— SELECTED TEXT —
------

Sunday, September 21, 2014

The Generous Kingdom



Matthew 20:1-16
September 21, 2014

            A favorite movie of mine is “A League of Their Own,” which tells the fictionalized account of the Women’s Baseball League.  The women’s baseball league was started in response to World War II.  Every able-bodied man of proper age was doing his patriotic duty and serving in the military.  Ball players were no exception. For the first time, it seemed as though baseball would be on hold indefinitely; at least until the war was won and the boys came marching home.  While I’m sure that providing America with its favorite pastime and supporting the war effort was motivated by patriotism on the part of the team owners, I imagine that they didn’t want to lose the profits from the game either.  So if Rosie could be a riveter, why couldn’t Betty be a ballplayer? 
            Rosie the Riveter is an enduring icon from that time, but the truth is that women who went to work in the factories were not necessarily welcomed with open arms by the men who still worked there.  As the movie depicts, women were not a welcome sight on the ball field either.  The idea was denounced by men and women alike.  Because they were women, and the fear was that traditional femininity was at stake, they had to endure things that no male ballplayer would ever have to put up with.  I’m not talking about harassment.  I’m talking about charm lessons, chaperones – even though some of the women were married with children, uniforms that were cute and skimpy enough to catch men’s eyes, but covered enough that they wouldn’t be seen as obscene.  Either way, they were impractical for playing ball.  A catch phrase heard in the movie was, “dirt in the skirt,” meaning slide into base, no matter what.  They were mocked by spectators at the games, and told repeatedly that girls can’t play ball.  But the women endured.  The ones who tried out for the league and made the cut played hard and they played well.  Eventually the idea of women’s baseball began to be accepted and appreciated, even if it was done begrudgingly by some.

------

— EXCERPTED DATA —

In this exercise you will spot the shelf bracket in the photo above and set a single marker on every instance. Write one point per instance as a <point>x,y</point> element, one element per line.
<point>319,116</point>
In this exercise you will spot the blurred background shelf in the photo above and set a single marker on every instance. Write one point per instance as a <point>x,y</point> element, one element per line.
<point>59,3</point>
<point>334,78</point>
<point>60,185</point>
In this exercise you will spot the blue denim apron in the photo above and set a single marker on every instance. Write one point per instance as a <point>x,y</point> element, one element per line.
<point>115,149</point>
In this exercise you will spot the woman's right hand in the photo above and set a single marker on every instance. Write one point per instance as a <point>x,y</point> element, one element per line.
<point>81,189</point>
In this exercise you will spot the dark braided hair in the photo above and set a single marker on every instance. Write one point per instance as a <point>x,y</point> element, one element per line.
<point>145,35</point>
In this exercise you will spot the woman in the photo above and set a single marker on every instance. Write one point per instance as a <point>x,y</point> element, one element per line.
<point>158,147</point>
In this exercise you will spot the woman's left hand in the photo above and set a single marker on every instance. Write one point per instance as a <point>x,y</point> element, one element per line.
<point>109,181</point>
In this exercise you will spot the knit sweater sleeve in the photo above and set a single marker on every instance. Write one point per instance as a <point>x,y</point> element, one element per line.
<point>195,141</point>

------

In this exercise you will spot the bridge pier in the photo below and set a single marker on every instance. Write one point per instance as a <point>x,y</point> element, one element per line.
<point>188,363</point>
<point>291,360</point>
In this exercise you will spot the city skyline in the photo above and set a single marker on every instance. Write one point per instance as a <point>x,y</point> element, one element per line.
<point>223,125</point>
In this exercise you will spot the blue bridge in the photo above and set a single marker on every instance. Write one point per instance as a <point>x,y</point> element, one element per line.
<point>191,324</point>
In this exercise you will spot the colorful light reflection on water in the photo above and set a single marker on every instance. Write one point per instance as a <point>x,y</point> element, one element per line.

------

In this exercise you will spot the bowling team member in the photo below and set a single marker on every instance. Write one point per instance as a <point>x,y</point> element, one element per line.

------

— INSTRUCTION —
Print the passage of the sermon that begins at the words "Matthew 20:1-16" and stops after the words "be a ballplayer?". The material is separate from the sermon and stands apart from it.

— SOLUTION FOR THIS TASK —
Matthew 20:1-16
September 21, 2014

            A favorite movie of mine is “A League of Their Own,” which tells the fictionalized account of the Women’s Baseball League.  The women’s baseball league was started in response to World War II.  Every able-bodied man of proper age was doing his patriotic duty and serving in the military.  Ball players were no exception. For the first time, it seemed as though baseball would be on hold indefinitely; at least until the war was won and the boys came marching home.  While I’m sure that providing America with its favorite pastime and supporting the war effort was motivated by patriotism on the part of the team owners, I imagine that they didn’t want to lose the profits from the game either.  So if Rosie could be a riveter, why couldn’t Betty be a ballplayer?